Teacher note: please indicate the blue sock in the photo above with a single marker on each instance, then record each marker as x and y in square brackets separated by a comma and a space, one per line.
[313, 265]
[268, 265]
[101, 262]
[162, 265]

☆ ☆ ☆

Task requirements — Copy the item above word for word, keeping its line breaks.

The reply —
Teacher note: please indicate the blue sock in the photo above with a single marker on each instance, then record each marker as x and y in square brackets separated by a comma and a space, one per line.
[313, 265]
[268, 265]
[101, 262]
[162, 265]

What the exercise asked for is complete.